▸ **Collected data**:
* begin *
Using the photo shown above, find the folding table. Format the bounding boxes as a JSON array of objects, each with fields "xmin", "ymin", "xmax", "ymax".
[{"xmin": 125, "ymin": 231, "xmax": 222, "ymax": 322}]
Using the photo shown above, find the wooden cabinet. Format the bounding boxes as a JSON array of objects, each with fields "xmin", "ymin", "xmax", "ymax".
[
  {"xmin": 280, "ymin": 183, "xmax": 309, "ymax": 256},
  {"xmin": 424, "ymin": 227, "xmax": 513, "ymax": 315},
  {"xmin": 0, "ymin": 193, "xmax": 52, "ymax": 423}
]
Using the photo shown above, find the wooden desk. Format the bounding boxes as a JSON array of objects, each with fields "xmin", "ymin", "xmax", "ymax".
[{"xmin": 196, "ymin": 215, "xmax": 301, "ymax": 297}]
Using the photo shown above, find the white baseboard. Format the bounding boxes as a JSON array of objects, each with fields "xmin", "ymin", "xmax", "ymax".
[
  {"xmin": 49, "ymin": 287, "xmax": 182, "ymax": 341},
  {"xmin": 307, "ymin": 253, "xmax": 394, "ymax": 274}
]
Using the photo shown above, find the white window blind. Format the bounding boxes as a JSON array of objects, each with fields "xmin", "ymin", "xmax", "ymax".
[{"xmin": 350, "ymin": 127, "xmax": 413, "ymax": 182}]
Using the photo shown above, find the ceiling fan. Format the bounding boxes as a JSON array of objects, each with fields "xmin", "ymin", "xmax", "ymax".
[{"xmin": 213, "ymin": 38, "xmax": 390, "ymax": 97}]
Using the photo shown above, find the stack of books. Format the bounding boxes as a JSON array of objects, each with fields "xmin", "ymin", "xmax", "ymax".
* end *
▸ **Your instructions**: Starting at the line that contains "Using the photo shown above, find the wooden desk." and continuing through the last of the items above, reproduce every line, requests included, and shift each bounding-box coordinate in the answers by adding 38 to it.

▸ **Solution**:
Using the photo shown above, find the wooden desk. Format the bounding boxes as a JSON array of objects, each with fields "xmin", "ymin", "xmax", "ymax".
[{"xmin": 234, "ymin": 253, "xmax": 339, "ymax": 335}]
Using the photo shown above, find the white baseboard. Format the bounding boxes as a JSON array of objects, each with fields "xmin", "ymin", "xmax", "ymax".
[
  {"xmin": 87, "ymin": 325, "xmax": 220, "ymax": 379},
  {"xmin": 345, "ymin": 291, "xmax": 432, "ymax": 312}
]
Using the photo shown above, find the white window blind. Format the bounding boxes as a JSON array of objects, each with fields "xmin", "ymin", "xmax", "ymax".
[{"xmin": 388, "ymin": 165, "xmax": 451, "ymax": 220}]
Using the photo shown above, find the ceiling fan. Format the bounding boxes as a JSON array of objects, each with fields "xmin", "ymin", "xmax", "ymax".
[{"xmin": 251, "ymin": 76, "xmax": 428, "ymax": 135}]
Using the photo shown above, find the stack of books. Format the bounding boxes as a JSON array of objects, each with fields "xmin", "ymin", "xmax", "ymax".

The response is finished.